» Task details
With the images left out, print all of the records below exactly.

» Material shown
——
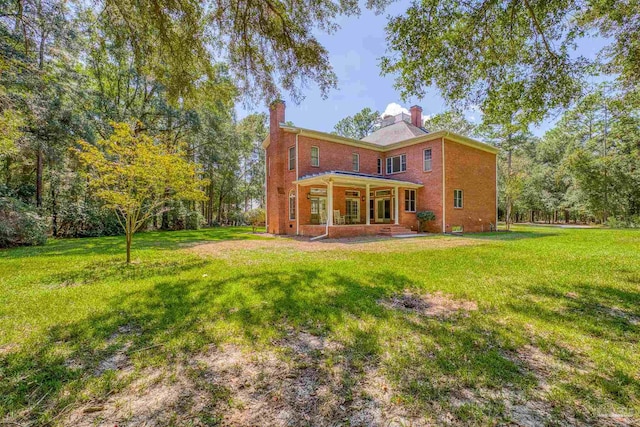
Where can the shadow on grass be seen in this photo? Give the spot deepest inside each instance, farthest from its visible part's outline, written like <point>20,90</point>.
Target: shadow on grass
<point>508,235</point>
<point>115,245</point>
<point>427,360</point>
<point>605,313</point>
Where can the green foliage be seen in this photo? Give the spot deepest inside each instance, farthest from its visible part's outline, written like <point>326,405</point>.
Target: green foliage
<point>632,222</point>
<point>134,176</point>
<point>425,216</point>
<point>20,225</point>
<point>359,125</point>
<point>515,60</point>
<point>570,297</point>
<point>256,218</point>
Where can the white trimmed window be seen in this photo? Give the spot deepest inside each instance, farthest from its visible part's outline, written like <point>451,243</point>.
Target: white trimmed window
<point>292,158</point>
<point>457,199</point>
<point>410,200</point>
<point>292,205</point>
<point>396,164</point>
<point>427,160</point>
<point>315,156</point>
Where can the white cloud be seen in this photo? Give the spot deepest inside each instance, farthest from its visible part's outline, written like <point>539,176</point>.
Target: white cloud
<point>394,109</point>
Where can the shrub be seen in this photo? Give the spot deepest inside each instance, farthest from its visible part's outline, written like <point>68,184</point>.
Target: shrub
<point>193,220</point>
<point>631,222</point>
<point>255,217</point>
<point>425,216</point>
<point>20,224</point>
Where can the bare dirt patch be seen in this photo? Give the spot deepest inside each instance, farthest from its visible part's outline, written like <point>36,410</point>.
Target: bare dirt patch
<point>232,387</point>
<point>374,244</point>
<point>431,305</point>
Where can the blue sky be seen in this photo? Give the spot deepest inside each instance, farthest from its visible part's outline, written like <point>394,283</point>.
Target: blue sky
——
» Solution for this problem
Where can the shadow on grass be seen in this photo? Give the spot deepest inside each instance, farthest from its visible part's outline, written like <point>20,90</point>.
Target: shadow on grass
<point>508,235</point>
<point>115,245</point>
<point>427,360</point>
<point>605,313</point>
Where can the green foliage be seen in this photo? Give the spot deepest inside each instance, farthest from its visible part's outline, written like <point>326,405</point>.
Target: green foliage
<point>632,222</point>
<point>134,176</point>
<point>425,216</point>
<point>20,225</point>
<point>359,125</point>
<point>515,60</point>
<point>570,297</point>
<point>256,218</point>
Where can the white trimmed window be seen in this photo? Give the spot deepest inside each instance, farthest from its visible part's outline, written like <point>451,243</point>.
Target: white trimmed window
<point>292,158</point>
<point>457,199</point>
<point>410,200</point>
<point>292,205</point>
<point>396,164</point>
<point>427,160</point>
<point>315,156</point>
Where can the white cloud be seen in this photo? Give the spot deepest inside each instance, farthest from its visible part's outline, written like <point>539,176</point>.
Target: white cloud
<point>394,109</point>
Where can the shrub be seen in this photo? Give the spot deepest inside each instance, farthest from its visible part's outline, written like <point>68,184</point>.
Target: shrub
<point>193,220</point>
<point>631,222</point>
<point>255,217</point>
<point>425,216</point>
<point>20,224</point>
Where can the bare dirt patch be seen in this photo? Give the spot deepest inside each instance, farthest from its visible part's outline, written like <point>36,410</point>.
Target: bare dirt patch
<point>232,387</point>
<point>374,244</point>
<point>431,305</point>
Where can the blue sky be seen in this photo? Give the spot deepest inside each instance, farthest from its visible part's outline, written like <point>394,283</point>.
Target: blue sky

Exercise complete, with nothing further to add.